*ПОКАЗАННЫЙ ФРАГМЕНТ*
# # # # # # #

Там был закон о Москве, руку к которому я приложил. Была какая-то буря в стакане воды, важная — казалась важной на тот момент. Я как-то участвовал, каким-то боком в работе Центризбиркома. Тогда туда пришел Александр Иванович, он создавал какой-то консультативный комитет. В общем, я где-то там вертелся. Мы даже тогда с моим другом и коллегой Александром Постниковым на коленке написали проект закона об основных гарантиях избирательных прав граждан.
Т. ФЕЛЬГЕНГАУЭР: Что вы на коленке написали?
В. ПАСТУХОВ: Закон такой был, назывался, по-моему, «Об основных гарантиях избирательных прав граждан». Это была такая идея, в общем, родившаяся у нас на кухне, что большое количество законов — закон о выборах туда, закон о выборах сюда, закон о выборах президента, закон о выборах муниципальных депутатов, — должно быть что-то, что не позволяет этим законам выходить за рамки каких-то общедемократических принципов. И была такая идея. Как в Советском Союзе были всегда основы законодательства о чем-то, а потом на этой основе был гражданский кодекс Украинской СССР, гражданский кодекс Белорусской СССР, гражданский кодекс РСФСР. Ну и родилась такая идея, что для того, что бы не было соблазна (что сейчас, собственно, делается сплошь и рядом) запихнуть какие-то такие скрытые антиправовые заначки в эти избирательные законы, создать базовый документ, который определял бы границы возможного, то есть некие гарантии демократической процедуры выборов, и дальше чтобы все остальные законы о выборах конкретно уже вынуждены были на это ориентироваться.

# # # # # # #

*СТРОКИ ДАННЫХ*

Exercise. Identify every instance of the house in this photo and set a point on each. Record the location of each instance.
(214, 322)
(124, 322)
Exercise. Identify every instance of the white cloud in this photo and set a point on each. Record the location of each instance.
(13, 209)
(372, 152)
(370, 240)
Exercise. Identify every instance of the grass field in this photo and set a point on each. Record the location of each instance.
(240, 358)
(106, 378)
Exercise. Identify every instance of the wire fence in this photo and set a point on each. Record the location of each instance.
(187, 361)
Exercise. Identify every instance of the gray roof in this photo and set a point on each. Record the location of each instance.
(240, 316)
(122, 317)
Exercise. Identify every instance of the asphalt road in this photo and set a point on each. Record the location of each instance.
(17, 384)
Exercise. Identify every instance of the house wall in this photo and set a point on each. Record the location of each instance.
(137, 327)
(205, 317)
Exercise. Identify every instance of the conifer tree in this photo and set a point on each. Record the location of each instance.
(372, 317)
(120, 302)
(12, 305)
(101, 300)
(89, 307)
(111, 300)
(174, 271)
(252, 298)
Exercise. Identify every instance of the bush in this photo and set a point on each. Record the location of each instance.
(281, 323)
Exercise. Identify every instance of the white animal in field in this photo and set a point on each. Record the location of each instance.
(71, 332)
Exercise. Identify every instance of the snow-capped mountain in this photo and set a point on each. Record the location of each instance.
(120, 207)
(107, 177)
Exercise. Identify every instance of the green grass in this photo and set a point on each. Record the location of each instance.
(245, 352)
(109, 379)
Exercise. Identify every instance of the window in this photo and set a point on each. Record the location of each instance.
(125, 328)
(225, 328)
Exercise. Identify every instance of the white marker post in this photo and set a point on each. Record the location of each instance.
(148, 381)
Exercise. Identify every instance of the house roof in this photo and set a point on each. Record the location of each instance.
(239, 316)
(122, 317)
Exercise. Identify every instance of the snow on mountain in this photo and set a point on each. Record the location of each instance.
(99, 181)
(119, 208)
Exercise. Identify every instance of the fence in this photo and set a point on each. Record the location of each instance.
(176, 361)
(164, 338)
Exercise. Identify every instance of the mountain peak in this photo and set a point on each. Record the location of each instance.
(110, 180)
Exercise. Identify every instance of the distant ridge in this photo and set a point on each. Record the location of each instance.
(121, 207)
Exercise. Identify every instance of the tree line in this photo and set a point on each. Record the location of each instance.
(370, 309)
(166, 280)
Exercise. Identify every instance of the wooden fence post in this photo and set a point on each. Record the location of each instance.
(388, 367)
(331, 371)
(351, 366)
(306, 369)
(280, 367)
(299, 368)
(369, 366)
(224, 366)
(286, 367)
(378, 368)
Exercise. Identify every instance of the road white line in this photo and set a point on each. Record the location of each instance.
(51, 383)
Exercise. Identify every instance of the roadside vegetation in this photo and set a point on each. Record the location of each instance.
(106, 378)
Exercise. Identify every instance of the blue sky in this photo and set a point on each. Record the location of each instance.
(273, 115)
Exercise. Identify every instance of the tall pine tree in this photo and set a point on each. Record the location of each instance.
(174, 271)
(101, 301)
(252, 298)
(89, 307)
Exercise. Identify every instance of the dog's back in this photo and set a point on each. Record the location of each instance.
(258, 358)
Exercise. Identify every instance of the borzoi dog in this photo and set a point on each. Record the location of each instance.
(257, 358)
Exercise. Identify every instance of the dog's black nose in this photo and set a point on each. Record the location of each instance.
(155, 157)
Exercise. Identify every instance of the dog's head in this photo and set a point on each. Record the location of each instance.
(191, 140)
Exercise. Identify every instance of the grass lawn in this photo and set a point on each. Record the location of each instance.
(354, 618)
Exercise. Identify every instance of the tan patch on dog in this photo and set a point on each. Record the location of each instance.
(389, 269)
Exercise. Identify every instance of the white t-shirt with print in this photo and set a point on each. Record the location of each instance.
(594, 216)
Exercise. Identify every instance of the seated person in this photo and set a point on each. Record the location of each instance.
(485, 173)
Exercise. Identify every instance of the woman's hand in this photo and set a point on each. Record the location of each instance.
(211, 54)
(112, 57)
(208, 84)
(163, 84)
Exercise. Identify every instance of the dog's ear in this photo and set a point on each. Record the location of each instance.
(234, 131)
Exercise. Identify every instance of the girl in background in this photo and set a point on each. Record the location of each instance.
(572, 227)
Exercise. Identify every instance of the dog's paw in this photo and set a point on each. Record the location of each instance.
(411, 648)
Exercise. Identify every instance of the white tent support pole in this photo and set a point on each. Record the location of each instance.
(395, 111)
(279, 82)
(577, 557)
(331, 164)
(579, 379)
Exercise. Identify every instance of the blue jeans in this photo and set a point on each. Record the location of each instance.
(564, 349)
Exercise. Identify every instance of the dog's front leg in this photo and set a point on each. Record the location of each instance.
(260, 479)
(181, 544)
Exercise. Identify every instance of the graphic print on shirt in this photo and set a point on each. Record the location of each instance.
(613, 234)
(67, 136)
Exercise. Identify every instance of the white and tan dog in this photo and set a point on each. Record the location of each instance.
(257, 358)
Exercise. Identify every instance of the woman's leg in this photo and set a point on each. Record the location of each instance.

# # # # # # #

*ПОСТАВЛЕННЫЕ ЗАДАНИЯ*
[A] Как, по словам В. Пастухова во фрагменте, назывался закон, проект которого он написал вместе с Александром Постниковым?
[B] Перечислите всех людей, которые названы во фрагменте по имени или фамилии.
Данные для выполнения не понадобятся.

*ИТОГОВЫЕ ОТВЕТЫ*
[A] «Об основных гарантиях избирательных прав граждан».

[B] Александр Иванович, Александр Постников, Т. Фельгенгауэр, В. Пастухов.